# [Consignes]
Poursuivez le texte de l'autoportrait en châtaigne à la suite de sa dernière phrase, en gardant le même ton.

# [Texte source]
========

Une citation chez elle ce matin m'a interpelée:
" Je suis devenu quelqu'un d'autre, quelqu'un pour qui je n'étais pas fait.
Comme si je portais un déguisement et c'est à peine si je me reconnais."
Daniel Keene (auteur de théâtre australien)
J'ai retrouvé cet autoportrait que j'avais écrit il y a quelques temps et j'ai le sentiment qu'il ne me correspond plus trop. Je ne sais pas comment s'est opérée cette lente transformation mais pourtant, je suis certaine que quelque chose a changé.
"Si j’étais un fruit, je serais la châtaigne, plusieurs peaux à ôter avant d’en connaître la pulpe. La première piquante, méfiante, protectrice, tous les sens en alerte, toujours prête à se battre, à répondre, à remettre à sa place l’intrus qui chercherait à briser ma carapace, à mettre en danger ma chère indépendance, à me tirer de mon silence.
La deuxième, plus lisse, plus souple, plus brillante. Une écorce glacée qui aimerait paraître douce et tendre, veloutée, parée comme un soleil, chaleureuse, riante. Mais de grâce, ne vous y risquez pas ! Si vous croquez dedans vous risquez fort de vous briser les dents !

========

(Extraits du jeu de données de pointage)
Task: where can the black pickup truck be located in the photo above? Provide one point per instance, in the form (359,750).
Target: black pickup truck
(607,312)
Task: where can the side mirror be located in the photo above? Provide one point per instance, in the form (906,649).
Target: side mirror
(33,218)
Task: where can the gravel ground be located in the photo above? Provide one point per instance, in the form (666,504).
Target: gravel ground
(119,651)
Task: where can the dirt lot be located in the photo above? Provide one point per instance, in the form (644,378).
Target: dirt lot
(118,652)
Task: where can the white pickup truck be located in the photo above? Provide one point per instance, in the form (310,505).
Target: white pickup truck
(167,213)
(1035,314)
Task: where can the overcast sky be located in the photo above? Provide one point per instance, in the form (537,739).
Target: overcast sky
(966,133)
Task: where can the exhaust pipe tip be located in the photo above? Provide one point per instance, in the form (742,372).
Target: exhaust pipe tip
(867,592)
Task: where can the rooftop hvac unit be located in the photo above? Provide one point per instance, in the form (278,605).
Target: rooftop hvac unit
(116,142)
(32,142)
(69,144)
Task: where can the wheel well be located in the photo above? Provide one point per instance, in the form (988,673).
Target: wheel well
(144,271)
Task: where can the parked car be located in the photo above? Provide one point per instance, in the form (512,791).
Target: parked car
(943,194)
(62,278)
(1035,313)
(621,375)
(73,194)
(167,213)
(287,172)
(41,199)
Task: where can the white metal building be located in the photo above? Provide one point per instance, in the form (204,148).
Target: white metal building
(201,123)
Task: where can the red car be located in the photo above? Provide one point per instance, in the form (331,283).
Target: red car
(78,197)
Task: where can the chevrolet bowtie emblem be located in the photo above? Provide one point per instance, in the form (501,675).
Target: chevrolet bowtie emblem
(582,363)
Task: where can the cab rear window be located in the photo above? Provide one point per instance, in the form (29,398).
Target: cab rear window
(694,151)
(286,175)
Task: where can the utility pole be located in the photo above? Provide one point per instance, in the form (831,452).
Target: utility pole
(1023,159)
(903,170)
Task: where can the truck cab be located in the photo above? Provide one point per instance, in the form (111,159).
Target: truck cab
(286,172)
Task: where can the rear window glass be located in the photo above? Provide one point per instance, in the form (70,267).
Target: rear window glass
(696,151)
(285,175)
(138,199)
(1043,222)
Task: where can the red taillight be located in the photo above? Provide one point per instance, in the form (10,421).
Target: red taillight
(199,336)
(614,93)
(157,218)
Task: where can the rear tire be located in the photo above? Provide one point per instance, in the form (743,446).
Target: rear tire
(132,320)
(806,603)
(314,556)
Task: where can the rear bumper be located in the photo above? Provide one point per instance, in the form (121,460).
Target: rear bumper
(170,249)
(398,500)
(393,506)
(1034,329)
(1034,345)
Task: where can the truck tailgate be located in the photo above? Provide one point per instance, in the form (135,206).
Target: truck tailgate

========

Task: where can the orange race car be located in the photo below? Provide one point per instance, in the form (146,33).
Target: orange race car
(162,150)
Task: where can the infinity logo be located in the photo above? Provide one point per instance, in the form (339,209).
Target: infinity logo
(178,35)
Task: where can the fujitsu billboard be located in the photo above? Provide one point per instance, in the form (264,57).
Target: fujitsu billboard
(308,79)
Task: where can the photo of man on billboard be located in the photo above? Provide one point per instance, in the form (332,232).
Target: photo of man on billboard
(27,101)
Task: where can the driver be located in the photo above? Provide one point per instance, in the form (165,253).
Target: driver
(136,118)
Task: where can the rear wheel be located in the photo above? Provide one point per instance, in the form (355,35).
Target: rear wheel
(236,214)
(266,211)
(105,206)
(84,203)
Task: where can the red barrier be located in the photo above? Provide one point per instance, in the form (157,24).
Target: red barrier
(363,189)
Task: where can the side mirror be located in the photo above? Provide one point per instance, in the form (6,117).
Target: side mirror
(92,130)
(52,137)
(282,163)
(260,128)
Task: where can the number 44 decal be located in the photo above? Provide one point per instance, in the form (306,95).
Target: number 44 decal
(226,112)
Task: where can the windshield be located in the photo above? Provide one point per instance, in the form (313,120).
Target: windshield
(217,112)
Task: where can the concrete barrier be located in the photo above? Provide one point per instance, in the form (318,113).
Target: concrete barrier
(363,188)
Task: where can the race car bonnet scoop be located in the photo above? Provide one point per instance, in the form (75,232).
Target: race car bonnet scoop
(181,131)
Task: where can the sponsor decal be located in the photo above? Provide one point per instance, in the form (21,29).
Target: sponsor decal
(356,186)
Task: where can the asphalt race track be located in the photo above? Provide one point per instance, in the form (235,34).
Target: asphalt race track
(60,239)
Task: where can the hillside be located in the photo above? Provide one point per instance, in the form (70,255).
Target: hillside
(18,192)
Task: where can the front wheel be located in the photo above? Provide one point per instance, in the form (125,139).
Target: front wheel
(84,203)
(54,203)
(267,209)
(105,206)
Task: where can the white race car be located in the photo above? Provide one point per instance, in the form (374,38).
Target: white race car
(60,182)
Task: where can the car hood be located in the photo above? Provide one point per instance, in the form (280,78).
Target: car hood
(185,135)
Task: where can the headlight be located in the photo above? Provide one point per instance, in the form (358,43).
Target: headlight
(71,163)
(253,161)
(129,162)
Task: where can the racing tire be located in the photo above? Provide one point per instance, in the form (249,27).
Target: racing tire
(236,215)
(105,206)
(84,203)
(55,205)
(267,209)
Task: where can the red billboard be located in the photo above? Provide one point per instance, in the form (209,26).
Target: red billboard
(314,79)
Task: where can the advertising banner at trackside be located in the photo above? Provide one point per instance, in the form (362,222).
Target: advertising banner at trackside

========

# [Résultat attendu]
Quant à la chair me direz-vous ? Comment donc est la chair ? Pulpeuse, moelleuse, fondante, juteuse, sucrée, acidulée peut-être ? Rien de tout cela hélas ! Pour en savoir le goût, la texture en bouche, il vous faudra me cuire ! Dure à cuire alors ? Oui, cela me convient bien. Dure à cuire, endurante, tenace, préférant de loin les actes à la parlotte, difficile à cerner, à berner, beaucoup trop clairvoyante, me protégeant jusqu’à m’en faire mal.
Des réflexes, des modes de pensées qui me viennent de loin, d’une enfance pendant laquelle j’ai appris à me taire, à me fondre dans le décor, mais à entendre aussi et à découvrir seule le sens caché des choses, l’envers du décor, la vérité dans le mensonge. Ne pas bouger, ne pas parler, être invisible, inodore, incolore, sans saveur, telles étaient les règles.
Longtemps j’ai attendu que quelqu’un me délivre , puis je me suis faite châtaigne et dans ce monde clos, bien cachée tout en rond j’ai empilé mes rêves en espérant l’automne."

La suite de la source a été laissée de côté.